Your objective:
Set out exactly every line of the entries below, starting at the line that holds "Target: white lab coat" and stopping after the line that holds "Mark every instance of the lips".

[Records from a data collection]
• • •

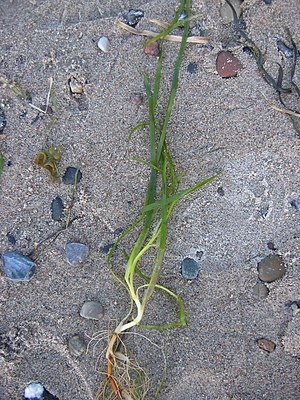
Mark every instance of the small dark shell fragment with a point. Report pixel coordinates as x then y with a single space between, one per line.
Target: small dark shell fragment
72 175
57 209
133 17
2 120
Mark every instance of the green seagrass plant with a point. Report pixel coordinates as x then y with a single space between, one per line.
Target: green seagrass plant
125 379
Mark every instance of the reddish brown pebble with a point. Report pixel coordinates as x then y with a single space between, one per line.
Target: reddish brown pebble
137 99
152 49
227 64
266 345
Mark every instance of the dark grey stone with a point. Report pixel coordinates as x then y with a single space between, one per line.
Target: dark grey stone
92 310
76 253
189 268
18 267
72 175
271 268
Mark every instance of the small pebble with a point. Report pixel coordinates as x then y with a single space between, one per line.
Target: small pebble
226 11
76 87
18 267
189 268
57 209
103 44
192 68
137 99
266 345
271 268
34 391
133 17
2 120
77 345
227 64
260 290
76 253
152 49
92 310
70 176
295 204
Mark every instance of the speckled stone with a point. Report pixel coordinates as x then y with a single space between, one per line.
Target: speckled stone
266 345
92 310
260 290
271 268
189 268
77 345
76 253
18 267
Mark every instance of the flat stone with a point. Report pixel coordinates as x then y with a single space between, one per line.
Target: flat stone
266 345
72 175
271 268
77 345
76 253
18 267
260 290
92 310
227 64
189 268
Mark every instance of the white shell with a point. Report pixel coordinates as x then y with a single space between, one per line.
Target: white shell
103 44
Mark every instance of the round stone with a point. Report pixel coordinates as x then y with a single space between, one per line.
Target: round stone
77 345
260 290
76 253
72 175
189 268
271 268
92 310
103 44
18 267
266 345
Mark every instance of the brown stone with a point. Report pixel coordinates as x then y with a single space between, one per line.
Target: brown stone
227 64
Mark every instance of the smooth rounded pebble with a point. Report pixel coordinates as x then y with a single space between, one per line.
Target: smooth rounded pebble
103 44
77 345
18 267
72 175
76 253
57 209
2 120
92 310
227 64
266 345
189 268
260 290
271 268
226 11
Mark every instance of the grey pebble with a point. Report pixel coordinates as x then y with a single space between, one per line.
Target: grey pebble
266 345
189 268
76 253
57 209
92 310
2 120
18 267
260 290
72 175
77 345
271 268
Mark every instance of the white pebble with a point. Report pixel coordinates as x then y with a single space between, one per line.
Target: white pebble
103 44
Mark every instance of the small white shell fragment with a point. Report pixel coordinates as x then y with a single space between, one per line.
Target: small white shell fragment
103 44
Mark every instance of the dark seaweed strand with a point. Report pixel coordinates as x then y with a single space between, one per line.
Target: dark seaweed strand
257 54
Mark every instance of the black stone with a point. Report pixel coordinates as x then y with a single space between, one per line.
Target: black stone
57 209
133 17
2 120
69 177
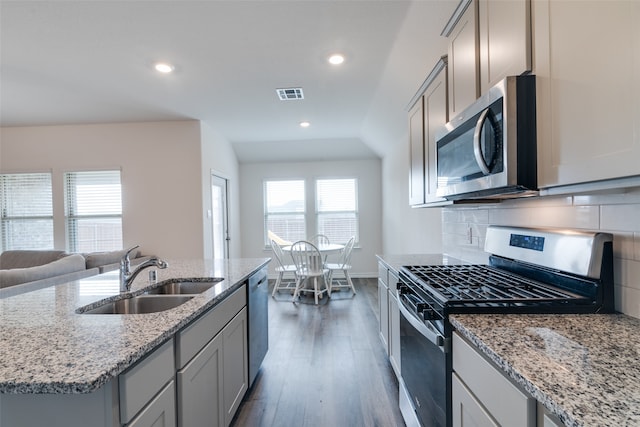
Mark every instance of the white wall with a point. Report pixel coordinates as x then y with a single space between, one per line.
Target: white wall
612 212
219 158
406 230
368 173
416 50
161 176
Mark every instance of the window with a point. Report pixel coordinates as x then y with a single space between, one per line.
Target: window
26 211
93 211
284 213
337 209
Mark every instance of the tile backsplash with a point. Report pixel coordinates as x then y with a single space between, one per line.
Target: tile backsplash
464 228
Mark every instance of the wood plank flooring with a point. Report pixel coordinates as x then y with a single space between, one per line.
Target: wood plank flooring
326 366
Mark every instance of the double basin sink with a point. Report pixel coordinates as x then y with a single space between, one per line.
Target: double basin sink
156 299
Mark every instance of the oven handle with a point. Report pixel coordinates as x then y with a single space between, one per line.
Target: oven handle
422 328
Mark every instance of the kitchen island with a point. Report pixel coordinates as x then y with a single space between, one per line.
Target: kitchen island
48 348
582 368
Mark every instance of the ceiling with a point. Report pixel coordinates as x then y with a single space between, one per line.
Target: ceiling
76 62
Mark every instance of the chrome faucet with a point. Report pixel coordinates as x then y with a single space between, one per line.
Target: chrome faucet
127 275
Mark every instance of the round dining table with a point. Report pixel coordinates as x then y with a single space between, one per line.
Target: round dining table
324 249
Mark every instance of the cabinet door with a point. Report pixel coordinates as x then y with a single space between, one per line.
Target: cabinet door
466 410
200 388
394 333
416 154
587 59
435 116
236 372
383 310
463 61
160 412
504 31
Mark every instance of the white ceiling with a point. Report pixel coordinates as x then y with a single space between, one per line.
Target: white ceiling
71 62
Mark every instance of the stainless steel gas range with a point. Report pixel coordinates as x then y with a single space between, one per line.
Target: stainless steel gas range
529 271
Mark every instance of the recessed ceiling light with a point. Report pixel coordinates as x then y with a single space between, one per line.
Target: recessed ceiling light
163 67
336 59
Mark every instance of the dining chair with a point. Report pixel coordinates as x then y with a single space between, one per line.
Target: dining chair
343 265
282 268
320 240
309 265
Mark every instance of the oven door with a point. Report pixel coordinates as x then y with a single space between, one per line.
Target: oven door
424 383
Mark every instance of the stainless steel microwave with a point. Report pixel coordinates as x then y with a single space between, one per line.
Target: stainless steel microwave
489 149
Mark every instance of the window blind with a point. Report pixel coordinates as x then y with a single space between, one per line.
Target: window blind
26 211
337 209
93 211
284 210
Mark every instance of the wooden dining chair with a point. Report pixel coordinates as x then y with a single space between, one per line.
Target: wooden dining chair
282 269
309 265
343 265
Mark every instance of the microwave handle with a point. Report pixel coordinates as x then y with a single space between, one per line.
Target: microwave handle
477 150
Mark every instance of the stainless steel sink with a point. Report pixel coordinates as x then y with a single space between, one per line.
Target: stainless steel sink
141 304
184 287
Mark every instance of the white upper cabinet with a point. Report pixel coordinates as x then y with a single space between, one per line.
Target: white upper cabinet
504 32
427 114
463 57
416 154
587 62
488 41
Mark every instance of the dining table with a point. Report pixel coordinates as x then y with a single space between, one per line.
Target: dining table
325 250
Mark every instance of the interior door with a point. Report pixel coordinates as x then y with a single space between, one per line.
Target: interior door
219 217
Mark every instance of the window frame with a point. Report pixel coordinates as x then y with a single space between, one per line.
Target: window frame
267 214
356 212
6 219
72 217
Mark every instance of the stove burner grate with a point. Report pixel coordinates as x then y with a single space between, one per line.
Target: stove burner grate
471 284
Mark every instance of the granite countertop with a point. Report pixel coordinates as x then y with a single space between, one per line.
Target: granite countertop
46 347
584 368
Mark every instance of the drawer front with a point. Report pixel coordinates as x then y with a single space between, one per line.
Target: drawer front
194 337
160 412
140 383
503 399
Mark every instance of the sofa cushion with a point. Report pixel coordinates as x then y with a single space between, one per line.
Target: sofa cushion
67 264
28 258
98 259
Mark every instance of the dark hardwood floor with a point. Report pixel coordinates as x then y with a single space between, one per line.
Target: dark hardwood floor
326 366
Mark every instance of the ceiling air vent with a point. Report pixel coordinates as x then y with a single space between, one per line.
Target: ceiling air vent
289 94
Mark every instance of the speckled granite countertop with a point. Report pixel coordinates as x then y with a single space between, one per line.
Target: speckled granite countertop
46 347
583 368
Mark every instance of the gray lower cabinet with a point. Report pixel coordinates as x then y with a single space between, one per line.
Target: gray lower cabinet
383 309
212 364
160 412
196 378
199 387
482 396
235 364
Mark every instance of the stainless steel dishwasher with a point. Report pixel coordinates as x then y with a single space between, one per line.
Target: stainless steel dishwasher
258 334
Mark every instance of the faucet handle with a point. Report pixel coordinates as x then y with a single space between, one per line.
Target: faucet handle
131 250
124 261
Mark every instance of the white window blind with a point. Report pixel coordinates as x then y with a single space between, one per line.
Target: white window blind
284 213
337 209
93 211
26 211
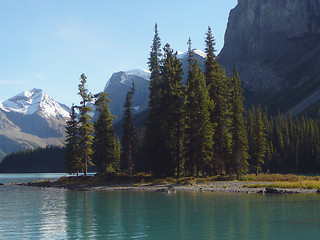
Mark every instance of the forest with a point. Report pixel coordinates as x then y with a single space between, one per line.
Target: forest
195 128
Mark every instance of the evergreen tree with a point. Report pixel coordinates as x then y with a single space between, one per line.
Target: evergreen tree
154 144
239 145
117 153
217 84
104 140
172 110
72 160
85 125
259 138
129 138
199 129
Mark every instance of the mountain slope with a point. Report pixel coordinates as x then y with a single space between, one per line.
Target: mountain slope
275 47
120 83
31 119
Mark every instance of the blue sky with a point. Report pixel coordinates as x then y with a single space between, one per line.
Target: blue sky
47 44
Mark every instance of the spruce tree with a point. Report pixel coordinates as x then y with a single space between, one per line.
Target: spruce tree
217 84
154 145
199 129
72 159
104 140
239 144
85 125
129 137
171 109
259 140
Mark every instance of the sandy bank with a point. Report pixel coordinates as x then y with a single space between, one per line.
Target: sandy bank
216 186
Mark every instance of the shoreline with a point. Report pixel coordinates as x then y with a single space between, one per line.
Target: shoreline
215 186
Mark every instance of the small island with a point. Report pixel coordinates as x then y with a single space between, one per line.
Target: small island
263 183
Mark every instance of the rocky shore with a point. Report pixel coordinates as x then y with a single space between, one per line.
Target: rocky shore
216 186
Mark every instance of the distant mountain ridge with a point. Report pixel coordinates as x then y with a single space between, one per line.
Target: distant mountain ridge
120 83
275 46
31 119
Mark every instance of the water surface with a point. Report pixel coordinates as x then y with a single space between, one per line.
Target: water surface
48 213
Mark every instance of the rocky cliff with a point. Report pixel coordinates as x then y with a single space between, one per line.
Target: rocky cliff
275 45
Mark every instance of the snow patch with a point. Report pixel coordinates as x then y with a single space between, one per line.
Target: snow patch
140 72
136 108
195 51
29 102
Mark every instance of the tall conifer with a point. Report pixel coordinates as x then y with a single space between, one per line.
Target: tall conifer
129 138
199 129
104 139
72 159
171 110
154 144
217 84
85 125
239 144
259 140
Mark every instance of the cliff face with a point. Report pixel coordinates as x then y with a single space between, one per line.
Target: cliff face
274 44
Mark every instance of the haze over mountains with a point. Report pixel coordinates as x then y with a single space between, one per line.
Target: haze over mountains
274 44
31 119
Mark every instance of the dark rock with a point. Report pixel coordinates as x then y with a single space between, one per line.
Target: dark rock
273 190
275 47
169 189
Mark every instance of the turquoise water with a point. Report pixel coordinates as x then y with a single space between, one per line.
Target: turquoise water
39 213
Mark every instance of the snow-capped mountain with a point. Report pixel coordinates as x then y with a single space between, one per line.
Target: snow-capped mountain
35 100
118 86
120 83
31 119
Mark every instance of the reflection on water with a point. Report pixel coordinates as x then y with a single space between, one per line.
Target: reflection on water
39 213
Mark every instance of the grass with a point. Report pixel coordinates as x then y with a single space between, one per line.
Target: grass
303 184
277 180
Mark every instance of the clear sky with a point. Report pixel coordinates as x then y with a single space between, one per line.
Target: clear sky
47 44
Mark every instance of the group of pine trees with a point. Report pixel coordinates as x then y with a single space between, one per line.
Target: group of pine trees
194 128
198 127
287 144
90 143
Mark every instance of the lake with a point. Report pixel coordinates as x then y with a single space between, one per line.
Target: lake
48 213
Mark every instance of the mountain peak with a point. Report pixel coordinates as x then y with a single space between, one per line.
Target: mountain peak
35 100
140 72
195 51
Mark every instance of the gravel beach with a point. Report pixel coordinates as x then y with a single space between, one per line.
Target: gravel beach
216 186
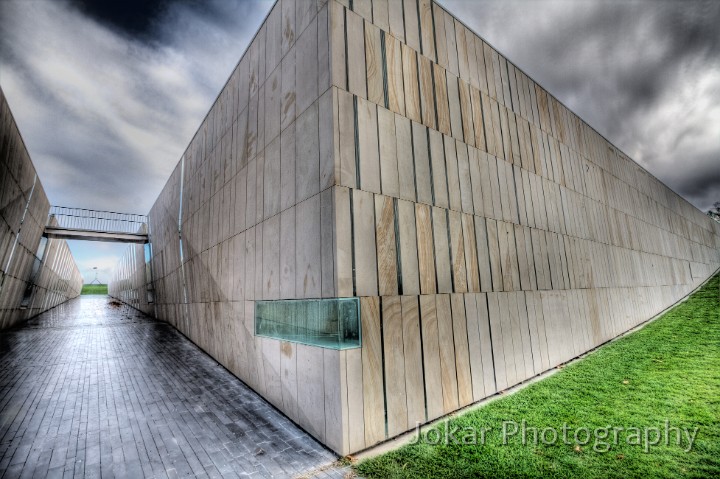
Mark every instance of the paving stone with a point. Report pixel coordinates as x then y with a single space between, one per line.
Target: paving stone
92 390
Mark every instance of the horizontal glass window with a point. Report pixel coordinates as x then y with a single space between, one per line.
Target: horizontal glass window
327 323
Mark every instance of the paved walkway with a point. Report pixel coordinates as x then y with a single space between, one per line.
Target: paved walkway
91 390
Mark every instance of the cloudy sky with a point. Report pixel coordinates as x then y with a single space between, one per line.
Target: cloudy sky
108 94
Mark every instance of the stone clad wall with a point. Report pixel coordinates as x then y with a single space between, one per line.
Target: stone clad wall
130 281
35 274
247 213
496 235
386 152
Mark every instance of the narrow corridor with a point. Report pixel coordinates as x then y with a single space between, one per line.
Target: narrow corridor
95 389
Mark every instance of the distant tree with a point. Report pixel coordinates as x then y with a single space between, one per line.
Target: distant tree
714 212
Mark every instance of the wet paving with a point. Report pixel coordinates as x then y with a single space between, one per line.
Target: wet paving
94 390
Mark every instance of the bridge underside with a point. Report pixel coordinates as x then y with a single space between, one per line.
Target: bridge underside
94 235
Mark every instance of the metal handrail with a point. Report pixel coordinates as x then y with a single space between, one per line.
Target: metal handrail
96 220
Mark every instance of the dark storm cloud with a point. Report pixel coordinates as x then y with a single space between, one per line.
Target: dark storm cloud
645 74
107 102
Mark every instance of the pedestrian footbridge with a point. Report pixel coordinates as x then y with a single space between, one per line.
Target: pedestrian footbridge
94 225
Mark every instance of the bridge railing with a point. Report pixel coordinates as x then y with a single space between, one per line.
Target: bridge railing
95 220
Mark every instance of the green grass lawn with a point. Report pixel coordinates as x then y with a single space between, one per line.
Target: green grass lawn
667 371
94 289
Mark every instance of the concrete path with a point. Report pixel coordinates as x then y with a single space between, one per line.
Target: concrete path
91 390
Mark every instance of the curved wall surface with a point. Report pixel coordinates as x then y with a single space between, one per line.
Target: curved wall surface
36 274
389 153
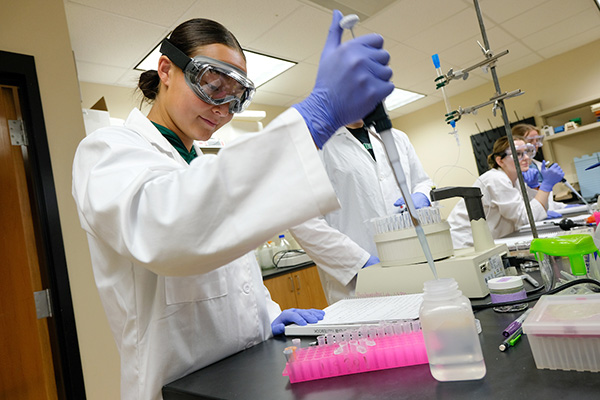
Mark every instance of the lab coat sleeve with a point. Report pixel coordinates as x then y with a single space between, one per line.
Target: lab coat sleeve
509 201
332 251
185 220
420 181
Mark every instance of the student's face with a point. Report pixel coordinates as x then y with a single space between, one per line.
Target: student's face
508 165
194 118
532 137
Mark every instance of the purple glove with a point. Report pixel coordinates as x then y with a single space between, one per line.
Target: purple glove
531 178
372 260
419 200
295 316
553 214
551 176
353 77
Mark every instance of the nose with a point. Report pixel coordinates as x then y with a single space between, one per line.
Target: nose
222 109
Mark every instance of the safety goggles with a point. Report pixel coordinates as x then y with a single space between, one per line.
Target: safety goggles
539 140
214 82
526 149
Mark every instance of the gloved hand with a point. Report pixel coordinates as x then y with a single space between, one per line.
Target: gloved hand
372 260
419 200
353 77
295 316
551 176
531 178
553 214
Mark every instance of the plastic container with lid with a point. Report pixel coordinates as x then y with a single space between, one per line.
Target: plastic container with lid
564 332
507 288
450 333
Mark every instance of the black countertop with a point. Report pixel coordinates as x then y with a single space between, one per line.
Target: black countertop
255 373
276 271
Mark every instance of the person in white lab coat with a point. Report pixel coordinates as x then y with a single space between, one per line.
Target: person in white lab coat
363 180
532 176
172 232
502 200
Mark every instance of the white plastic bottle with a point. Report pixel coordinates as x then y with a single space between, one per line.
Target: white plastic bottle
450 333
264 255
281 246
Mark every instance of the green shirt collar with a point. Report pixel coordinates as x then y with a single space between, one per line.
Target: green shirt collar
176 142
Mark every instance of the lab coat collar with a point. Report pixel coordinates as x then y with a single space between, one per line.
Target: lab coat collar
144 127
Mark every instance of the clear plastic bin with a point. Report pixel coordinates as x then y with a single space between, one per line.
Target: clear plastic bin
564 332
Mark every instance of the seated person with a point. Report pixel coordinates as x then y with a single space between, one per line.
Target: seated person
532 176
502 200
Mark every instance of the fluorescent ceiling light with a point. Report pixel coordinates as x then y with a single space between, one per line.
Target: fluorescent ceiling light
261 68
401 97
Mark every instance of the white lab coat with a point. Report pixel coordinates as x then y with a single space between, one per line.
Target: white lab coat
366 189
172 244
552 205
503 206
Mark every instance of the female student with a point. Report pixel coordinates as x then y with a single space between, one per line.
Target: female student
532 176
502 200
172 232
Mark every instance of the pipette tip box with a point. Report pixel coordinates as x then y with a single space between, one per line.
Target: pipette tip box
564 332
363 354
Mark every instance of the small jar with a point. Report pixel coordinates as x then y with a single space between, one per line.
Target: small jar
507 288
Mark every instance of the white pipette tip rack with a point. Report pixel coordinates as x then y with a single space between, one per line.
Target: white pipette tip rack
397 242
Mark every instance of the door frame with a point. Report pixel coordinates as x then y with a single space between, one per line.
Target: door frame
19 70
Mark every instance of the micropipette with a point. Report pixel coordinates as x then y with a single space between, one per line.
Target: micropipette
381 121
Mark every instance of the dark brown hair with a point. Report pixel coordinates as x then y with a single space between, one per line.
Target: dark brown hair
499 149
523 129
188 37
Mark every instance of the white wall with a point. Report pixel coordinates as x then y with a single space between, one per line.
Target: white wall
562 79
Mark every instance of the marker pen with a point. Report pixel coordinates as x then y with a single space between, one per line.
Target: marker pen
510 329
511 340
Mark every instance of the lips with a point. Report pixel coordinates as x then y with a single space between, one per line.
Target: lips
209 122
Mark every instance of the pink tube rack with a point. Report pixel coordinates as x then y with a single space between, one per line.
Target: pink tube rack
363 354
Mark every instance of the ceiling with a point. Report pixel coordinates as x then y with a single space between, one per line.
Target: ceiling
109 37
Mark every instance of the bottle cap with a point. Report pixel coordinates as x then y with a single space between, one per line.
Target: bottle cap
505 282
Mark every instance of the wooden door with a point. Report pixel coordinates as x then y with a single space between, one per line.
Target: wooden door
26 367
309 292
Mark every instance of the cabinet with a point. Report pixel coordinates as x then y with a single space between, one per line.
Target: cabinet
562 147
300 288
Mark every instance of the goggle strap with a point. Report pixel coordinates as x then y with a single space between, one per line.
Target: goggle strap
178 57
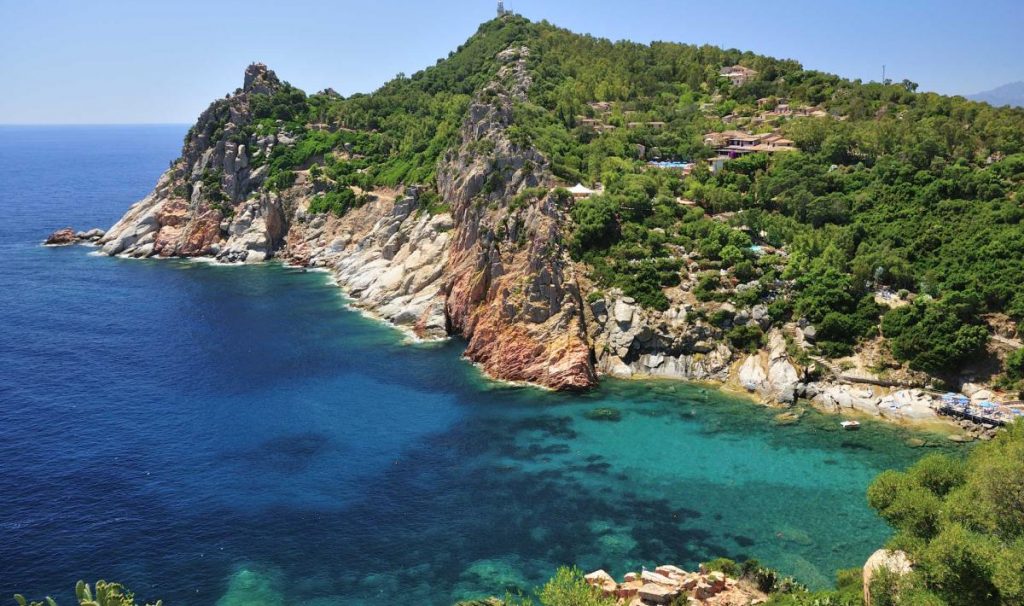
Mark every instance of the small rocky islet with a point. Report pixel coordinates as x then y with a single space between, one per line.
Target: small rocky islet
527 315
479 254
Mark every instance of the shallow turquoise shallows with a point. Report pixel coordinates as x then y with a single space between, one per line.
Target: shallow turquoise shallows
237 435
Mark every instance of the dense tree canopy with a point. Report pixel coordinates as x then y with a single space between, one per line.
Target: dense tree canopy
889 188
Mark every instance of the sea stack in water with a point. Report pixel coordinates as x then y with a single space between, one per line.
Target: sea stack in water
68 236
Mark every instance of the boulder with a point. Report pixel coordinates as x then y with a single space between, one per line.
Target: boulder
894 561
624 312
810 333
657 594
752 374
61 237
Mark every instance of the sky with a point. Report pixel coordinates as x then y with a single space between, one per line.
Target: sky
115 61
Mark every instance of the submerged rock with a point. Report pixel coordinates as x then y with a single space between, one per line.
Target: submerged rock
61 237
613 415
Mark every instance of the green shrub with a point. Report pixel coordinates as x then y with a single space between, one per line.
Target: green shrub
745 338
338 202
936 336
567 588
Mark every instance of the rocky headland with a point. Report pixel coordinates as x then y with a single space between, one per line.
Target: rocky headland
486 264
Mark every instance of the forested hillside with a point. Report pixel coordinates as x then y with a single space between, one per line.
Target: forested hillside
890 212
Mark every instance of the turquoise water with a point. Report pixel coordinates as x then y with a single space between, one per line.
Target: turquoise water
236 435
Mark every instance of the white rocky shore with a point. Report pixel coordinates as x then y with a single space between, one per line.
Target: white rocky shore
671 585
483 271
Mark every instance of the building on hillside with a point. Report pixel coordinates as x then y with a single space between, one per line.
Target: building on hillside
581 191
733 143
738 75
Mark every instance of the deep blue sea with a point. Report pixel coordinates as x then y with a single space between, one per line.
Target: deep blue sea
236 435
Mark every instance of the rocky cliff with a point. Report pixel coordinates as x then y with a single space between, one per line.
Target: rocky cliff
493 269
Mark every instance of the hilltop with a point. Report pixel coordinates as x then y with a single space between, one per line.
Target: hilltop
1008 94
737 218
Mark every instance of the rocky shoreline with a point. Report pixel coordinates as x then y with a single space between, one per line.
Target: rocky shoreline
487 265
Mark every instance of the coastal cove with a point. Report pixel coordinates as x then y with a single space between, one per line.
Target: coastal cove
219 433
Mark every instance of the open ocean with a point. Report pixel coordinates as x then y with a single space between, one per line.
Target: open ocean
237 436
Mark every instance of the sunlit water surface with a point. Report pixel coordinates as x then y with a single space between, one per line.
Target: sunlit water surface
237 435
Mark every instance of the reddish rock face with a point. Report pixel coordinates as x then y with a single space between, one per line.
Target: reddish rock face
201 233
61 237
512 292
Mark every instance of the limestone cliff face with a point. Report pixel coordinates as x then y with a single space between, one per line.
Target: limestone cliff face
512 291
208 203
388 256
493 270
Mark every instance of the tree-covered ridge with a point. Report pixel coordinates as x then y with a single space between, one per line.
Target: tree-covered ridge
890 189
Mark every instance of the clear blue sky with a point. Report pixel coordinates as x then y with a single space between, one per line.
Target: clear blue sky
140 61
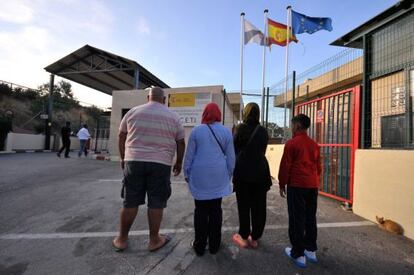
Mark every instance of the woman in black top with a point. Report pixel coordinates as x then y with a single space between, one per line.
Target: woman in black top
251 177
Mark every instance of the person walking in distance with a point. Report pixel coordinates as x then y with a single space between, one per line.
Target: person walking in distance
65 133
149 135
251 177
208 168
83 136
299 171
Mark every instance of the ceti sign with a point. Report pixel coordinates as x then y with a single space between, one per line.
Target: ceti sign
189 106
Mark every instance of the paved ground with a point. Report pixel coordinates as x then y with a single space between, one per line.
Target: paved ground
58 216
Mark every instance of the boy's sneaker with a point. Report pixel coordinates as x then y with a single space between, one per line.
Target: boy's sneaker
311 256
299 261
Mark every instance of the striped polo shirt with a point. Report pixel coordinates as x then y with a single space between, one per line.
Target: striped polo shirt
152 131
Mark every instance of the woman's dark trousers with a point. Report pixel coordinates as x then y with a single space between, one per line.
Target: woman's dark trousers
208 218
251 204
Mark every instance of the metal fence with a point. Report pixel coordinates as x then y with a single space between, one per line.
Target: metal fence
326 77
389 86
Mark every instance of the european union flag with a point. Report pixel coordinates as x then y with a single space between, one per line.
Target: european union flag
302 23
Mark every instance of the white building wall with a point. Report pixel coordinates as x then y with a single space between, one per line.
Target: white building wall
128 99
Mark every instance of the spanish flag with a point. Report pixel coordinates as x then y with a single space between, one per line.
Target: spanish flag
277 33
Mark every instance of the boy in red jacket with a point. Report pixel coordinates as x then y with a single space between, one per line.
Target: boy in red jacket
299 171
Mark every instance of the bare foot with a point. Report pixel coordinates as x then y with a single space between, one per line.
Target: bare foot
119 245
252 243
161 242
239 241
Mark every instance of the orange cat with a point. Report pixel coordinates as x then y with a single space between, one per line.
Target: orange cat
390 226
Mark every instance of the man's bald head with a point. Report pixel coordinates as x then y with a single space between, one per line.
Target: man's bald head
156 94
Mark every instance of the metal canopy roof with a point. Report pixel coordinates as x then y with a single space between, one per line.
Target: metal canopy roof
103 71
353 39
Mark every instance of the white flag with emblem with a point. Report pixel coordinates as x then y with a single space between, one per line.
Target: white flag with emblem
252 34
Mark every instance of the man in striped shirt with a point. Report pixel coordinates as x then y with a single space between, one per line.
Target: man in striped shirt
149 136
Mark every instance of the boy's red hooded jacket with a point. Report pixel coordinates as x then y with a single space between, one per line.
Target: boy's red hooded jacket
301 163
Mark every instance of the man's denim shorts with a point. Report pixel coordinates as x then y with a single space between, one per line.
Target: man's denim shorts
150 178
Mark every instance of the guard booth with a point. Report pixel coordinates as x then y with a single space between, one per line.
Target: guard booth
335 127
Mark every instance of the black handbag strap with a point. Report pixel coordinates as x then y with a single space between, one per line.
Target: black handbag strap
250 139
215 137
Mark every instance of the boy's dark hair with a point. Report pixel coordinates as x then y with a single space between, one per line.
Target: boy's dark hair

• • •

Exercise output:
Target: white lab coat
366 189
172 244
552 205
503 206
Mark every instance of the female student with a point. Report pixel coordinates as x then y with a single space between, one per line.
Target: female student
532 176
502 200
172 232
Mark every instance of the pipette tip box with a point. Report pixel coordinates as x then y with a single space between, one per line.
Target: pipette tip box
564 332
363 354
Mark every instance of the small jar with a point. Report pixel coordinates as x then y with a single space between, one per line.
Target: small jar
507 288
Mark every instance of the white pipette tip rack with a point. Report pixel coordinates as x then y with a single space between, one per line.
Target: white pipette tip rack
397 242
Mark every instance of the door frame with a point. Report pixel coordinates as x then y with a single space between, one per line.
Target: door frame
19 70
Mark every instance of the micropipette with a point. Report pixel coordinates as x then y with a single space between, one per line.
Target: micropipette
381 121
Mark every instance of the dark brown hair with a point. Report pixel coordinates as x then y with a single space between, one per line.
Target: dark brown hair
499 149
523 129
188 37
Mark every instance of the white wall with a point. Report pixel coordinates as x then y with a single space between, one per line.
Target: white wall
562 79
Mark every instance of the marker pen with a point. Report pixel coordinates as x then y with a single space between, one per line.
Target: marker pen
510 329
511 340
Mark every instance of the lips with a point. Report pixel coordinates as x then y with a single space between, one per line.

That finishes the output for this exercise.